(March 26, 2024 at 11:29 pm)Elek_the_Chthonaut Wrote: Another thing to do with apologists is ask "Does this prove god, or is it a plot hole"? Most of the time, the arguments usually emphasize a need more than an actual substantial proof of a deity.
Is this your first ever post on this forum? If so, welcome.
You bring up a point that's interesting to me. While I don't think most Christians would agree with "plot hole," I do think that a lot of them are happy to agree that there's no proof. And that Christianity is generally more about need than argument.
And I think this is quite typical for the way human beings think. I don't think it's possible for everything we hold to be true to be backed up by readily available and substantial logical or empirical proof.
So for example I knew a nurse here in Japan who was raised without any religion (nominally a Buddhist, but not seriously) who converted to Christianity after doing volunteer medical work in Brazil. She was impressed by the charity work she saw and developed a commitment to the values it exemplified. She was uninterested in theology, or arguments for the existence of a supreme being, or anything of that kind. If you asked her "do you really believe that Jesus rose from the dead?" her answer would be along the lines of "well, I guess that's what they say."
Fortunately there are very few Christians in Japan, and almost none of the terrible TV evangelist type. Those who become Christian almost always do so out of charitable commitment. The first nursery schools here were set up by Christians, and the first women's colleges. They have a good reputation.

DATA FOR REVIEW

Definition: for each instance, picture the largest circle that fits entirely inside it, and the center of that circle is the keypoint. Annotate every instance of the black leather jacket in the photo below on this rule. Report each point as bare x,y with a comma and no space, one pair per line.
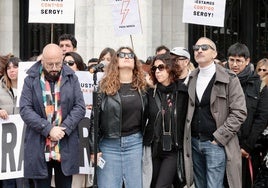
153,132
110,115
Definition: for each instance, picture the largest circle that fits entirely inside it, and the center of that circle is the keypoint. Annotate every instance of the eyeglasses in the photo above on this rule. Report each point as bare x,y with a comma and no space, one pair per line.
51,65
160,67
123,55
70,63
204,47
180,59
237,61
264,70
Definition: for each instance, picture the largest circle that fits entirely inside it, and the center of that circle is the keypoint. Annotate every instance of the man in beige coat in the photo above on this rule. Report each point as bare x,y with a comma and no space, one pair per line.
216,110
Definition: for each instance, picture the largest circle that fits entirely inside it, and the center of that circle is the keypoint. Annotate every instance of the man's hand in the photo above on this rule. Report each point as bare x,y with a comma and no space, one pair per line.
92,157
244,153
3,114
57,133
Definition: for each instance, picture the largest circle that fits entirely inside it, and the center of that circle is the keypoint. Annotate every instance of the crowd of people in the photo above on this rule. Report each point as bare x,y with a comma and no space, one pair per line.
162,122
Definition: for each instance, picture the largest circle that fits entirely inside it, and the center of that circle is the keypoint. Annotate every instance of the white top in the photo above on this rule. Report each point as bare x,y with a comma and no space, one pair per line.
203,78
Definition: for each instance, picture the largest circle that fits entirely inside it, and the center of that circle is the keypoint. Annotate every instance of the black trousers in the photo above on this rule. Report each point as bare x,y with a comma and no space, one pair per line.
165,170
61,181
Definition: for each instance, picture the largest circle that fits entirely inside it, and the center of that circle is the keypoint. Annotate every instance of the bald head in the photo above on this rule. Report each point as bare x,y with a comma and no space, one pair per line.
208,41
204,51
52,61
52,50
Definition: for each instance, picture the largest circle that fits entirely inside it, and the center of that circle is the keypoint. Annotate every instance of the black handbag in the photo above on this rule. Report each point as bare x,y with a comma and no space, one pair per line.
181,167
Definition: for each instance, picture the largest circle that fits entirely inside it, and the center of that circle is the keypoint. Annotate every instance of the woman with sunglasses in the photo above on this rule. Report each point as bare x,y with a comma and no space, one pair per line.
8,93
122,117
167,112
262,68
74,61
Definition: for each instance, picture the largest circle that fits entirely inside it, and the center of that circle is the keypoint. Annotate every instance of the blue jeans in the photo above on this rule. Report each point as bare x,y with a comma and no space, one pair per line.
61,180
123,158
209,163
16,183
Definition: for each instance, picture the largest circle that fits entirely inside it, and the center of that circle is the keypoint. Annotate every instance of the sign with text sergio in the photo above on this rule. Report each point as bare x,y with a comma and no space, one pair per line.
51,11
210,12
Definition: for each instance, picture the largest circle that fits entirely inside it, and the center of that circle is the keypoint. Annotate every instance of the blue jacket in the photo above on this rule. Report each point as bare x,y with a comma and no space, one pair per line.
32,111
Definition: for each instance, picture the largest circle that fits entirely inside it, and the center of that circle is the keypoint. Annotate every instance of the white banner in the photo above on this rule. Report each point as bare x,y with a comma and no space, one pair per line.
11,147
23,68
12,132
53,11
87,84
126,17
211,12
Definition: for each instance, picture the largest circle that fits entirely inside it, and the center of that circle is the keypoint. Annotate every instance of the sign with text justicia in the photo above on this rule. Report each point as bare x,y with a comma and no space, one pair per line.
51,11
204,12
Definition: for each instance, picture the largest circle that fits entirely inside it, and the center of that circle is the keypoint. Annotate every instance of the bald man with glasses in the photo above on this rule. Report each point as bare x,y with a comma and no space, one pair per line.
216,110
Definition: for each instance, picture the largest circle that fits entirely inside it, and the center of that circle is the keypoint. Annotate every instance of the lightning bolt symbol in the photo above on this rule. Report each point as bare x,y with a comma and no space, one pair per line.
124,10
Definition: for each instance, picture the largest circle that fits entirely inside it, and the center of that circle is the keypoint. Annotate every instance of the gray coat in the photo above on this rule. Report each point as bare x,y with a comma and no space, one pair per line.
7,100
32,111
228,107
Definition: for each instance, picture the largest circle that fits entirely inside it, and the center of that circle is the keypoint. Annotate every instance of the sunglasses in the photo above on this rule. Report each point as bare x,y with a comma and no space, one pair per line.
160,67
204,47
123,55
70,63
264,70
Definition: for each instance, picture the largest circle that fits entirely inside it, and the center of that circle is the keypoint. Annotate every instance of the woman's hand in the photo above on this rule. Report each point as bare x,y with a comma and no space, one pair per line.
92,157
3,114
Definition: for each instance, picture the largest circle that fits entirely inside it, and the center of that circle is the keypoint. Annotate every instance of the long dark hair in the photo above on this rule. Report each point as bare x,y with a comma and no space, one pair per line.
171,67
77,60
12,60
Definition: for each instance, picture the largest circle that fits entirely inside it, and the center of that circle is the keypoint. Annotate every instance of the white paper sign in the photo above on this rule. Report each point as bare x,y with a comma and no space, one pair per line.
23,68
56,11
87,84
11,147
126,17
211,12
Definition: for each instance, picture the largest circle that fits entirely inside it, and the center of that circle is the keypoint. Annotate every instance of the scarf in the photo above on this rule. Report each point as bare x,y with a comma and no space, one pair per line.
51,100
168,99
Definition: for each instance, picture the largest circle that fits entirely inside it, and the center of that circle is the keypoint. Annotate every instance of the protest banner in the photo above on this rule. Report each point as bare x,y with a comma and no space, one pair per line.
87,84
126,17
56,11
23,68
11,147
211,12
12,132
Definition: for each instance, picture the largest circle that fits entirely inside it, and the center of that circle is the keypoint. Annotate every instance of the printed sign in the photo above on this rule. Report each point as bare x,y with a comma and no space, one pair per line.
56,11
200,12
126,17
11,147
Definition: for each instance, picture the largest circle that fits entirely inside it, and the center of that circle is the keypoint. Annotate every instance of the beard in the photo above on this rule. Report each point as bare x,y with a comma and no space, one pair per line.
51,76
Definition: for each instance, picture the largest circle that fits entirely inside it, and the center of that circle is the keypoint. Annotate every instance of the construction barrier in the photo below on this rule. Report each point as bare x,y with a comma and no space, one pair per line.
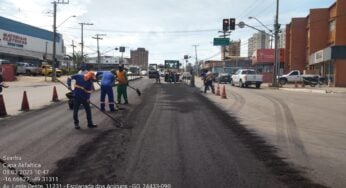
217,90
3,112
223,93
25,103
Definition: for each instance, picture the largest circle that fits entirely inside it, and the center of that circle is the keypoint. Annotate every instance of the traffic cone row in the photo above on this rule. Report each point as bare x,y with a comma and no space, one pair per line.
25,103
223,93
3,112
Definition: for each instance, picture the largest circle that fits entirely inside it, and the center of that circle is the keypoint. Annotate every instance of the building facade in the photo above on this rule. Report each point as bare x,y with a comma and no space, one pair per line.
258,40
317,43
22,42
139,58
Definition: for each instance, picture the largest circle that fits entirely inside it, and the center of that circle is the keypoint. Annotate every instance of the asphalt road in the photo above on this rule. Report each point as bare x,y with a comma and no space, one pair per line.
173,136
308,128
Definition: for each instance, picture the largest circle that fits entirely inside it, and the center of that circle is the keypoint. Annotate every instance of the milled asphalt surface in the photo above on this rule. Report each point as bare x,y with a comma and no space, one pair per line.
180,139
173,136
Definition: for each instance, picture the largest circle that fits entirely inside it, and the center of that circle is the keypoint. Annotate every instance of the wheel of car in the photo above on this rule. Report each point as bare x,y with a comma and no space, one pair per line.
232,83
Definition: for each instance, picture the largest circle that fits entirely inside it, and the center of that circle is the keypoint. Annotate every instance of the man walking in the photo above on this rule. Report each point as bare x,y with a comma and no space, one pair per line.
81,95
122,84
107,82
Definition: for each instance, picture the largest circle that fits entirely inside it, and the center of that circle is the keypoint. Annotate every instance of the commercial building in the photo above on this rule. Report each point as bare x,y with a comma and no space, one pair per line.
232,50
139,58
23,42
317,43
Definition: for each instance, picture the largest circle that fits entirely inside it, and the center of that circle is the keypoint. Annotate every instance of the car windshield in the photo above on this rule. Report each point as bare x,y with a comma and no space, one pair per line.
249,72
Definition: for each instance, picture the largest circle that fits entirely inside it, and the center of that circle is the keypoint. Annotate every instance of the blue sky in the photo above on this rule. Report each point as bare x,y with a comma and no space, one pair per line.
168,29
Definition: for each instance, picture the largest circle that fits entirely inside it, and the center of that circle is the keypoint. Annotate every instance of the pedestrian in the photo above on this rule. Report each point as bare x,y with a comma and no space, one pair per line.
208,82
107,83
2,84
122,84
81,95
82,69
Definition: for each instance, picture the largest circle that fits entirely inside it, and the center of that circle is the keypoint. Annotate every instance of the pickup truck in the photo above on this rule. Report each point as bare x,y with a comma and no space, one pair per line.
47,70
246,77
295,76
28,68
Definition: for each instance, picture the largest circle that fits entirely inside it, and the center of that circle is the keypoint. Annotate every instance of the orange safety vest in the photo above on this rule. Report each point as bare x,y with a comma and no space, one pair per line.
121,77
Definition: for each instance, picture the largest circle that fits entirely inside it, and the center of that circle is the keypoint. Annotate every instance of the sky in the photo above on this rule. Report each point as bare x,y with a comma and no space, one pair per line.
168,29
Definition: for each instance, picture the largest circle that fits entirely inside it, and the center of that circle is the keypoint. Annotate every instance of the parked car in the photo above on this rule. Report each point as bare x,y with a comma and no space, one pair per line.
47,70
224,78
295,76
28,68
186,76
246,77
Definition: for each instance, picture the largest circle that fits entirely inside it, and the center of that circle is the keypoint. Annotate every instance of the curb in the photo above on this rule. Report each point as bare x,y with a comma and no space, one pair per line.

YOUR TASK
Can you return the part of the forum post starting at "(March 26, 2024" and ending at "or empirical proof.", copied word for word?

ANSWER TO THE PROBLEM
(March 26, 2024 at 11:29 pm)Elek_the_Chthonaut Wrote: Another thing to do with apologists is ask "Does this prove god, or is it a plot hole"? Most of the time, the arguments usually emphasize a need more than an actual substantial proof of a deity.
Is this your first ever post on this forum? If so, welcome.
You bring up a point that's interesting to me. While I don't think most Christians would agree with "plot hole," I do think that a lot of them are happy to agree that there's no proof. And that Christianity is generally more about need than argument.
And I think this is quite typical for the way human beings think. I don't think it's possible for everything we hold to be true to be backed up by readily available and substantial logical or empirical proof.